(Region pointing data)
[Start of Attachment]

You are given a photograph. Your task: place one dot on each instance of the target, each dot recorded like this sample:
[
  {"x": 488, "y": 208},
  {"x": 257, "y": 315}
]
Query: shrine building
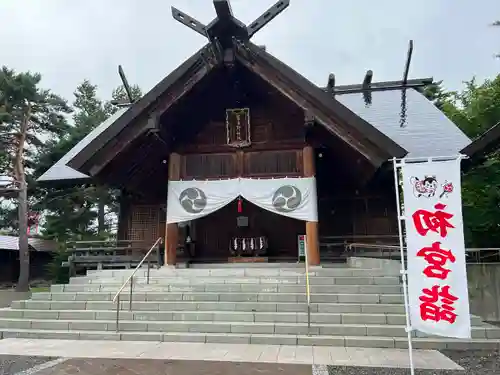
[{"x": 234, "y": 156}]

[End of Attachment]

Your copy should match the entries above exactly and contain no pictures.

You are given a photograph. Your task: place one dot on each instance of the target, each dot recorded like this sample:
[
  {"x": 488, "y": 208},
  {"x": 257, "y": 315}
]
Query: shrine building
[{"x": 234, "y": 156}]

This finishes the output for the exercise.